* [Exercise goal]: Select every line of the data below that contains the word "faucet", matching case exactly.

* [Record excerpts]:
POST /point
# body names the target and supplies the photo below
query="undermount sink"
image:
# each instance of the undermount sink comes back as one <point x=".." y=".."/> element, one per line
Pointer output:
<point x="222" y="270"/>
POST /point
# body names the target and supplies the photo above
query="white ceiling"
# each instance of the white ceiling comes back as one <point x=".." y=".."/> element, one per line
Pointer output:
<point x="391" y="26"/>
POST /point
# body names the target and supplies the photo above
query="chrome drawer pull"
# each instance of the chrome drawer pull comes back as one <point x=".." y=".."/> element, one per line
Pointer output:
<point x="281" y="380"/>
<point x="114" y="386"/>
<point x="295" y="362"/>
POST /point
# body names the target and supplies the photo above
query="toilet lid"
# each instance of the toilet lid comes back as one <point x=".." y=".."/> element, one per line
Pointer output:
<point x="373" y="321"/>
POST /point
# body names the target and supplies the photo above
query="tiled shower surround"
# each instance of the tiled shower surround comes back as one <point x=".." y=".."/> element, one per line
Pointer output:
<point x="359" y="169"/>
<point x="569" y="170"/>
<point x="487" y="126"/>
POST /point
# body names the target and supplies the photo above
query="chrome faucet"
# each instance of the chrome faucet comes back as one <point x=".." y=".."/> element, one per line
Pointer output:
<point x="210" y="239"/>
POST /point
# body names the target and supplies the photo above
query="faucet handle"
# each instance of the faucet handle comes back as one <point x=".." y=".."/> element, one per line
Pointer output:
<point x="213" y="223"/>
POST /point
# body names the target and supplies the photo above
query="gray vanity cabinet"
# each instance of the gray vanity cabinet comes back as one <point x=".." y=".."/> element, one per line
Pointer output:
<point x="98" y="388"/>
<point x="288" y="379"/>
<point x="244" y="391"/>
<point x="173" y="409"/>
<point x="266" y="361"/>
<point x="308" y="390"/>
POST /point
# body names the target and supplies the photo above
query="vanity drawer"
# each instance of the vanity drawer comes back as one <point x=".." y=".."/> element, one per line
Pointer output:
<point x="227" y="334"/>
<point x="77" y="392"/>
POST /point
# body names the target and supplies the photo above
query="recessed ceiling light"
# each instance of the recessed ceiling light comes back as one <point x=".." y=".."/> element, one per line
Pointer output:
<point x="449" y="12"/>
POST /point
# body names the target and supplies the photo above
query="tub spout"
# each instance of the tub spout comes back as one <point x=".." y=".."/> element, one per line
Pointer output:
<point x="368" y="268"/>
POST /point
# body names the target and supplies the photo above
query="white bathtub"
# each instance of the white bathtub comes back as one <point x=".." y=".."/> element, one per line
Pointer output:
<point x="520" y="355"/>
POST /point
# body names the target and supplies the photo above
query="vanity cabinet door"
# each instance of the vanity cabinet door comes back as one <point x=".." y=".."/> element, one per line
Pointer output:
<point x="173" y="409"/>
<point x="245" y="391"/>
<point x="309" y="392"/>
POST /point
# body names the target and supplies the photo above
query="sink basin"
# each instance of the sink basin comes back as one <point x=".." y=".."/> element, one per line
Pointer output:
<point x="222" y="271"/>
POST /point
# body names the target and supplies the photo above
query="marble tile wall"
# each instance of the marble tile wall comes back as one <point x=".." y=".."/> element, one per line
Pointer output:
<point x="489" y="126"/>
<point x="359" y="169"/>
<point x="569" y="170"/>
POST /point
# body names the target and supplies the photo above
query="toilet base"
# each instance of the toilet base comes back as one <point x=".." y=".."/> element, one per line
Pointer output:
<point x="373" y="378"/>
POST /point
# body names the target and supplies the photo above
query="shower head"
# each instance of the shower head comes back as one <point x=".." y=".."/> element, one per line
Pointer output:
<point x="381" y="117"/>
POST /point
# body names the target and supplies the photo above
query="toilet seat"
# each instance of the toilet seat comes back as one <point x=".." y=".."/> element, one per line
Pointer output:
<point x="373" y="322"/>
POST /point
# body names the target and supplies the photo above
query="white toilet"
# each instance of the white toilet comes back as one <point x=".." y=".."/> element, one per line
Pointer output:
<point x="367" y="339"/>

* [Output for this task]:
query="chrome faucet"
# each instance of the chrome faucet comes back as one <point x=".." y=".."/> element, one per line
query="faucet handle"
# each instance of the faucet handle comes back as one <point x=".." y=".."/> element, one per line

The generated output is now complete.